I’ve sometimes been criticized by my female friends for suggesting that men might be more romantic than women. Women have to remind their boyfriends or husbands to do the little things like remembering an anniversary or Valentine’s Day. Most men don’t want to go for walks along the beach at sunset. And they aren’t interested in dancing or flowers. But that’s not really what I mean by “romantic.”
The history of the term reveals something curious. From about the beginning of the 14th century, at least, “romance” referred to a story about a knight and his heroic deeds. Only from the 17th century did the term begin to refer to the “love story,” and only in the early 20th century was “a romance” used to describe a love affair.
Aloneness and The Primordial:
Contrary to what many think, the romantic vision of men is not based on buying flowers, candy, or dinner for the “pretty woman.” Female romance is about life. Male romance is about death. It is the idea that the woman has to be approached through danger, the risk of self-destruction, and battling against one’s own self. Often, this must be done alone. The knight — if we look at ancient mythology — leaves his home and parents, usually wandering over inhospitable landscapes, to finally find a woman he wants to unite with. In contrast to the knight, she very often lives with her family, and, as such, the knight must prove his worth to the father — who, we might say, represents the knight’ potential or future self.
Seducing the woman means using and displaying his prowess — slaughtering a mysterious enemy knight or battling and defeating a mythical creature — in order to satisfy both the woman and the king. It is possible to see in this an expression of sexism and misogyny, and, of course, many people who are invested in the postmodern worldview — rather than that of the peoples and tribes that created and perpetuated these myths — see it exactly that way, i.e., as an expression of male “domination” and ownership of woman. But that, of course, is to misread the myths of ancient cultures the world over.
Struggle and Initiatic Self-Overcoming:
Separation from the tribe was incredibly risky. In tribal cultures, serious crimes are, or were, sometimes punished by exile. This doesn’t seem harsh to us, of course, because moving from one town or city to the next is relatively easy. Indeed, millions of people move to a different country every year. But exile from the tribe meant, at best, barely surviving, foraging and hunting for food with a weapon that would become worn out over time, and lacking all human contact. Often, exile meant descent into madness and a slow death.
But there is also the initiatic separation, where a boy that has reached the age of manhood is sent into the wild to face some physical, and usually painful, trial. Spartan boys had to survive a period of, effectively, initiatic exile, in which they had to steal food and face physical hardships, before they were accepted as men.

◇ ◇ ◇ ◇ ◇ ◇ ◇

Put this sentence from the essay on male romance above into Spanish: "Separation from the tribe was incredibly risky."

### Collected material
◇ ◇ ◇ ◇ ◇ ◇ ◇

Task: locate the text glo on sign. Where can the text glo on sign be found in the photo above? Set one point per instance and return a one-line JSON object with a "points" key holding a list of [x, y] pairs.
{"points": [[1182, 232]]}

◇ ◇ ◇ ◇ ◇ ◇ ◇

### The result
La separación de la tribu era increíblemente arriesgada.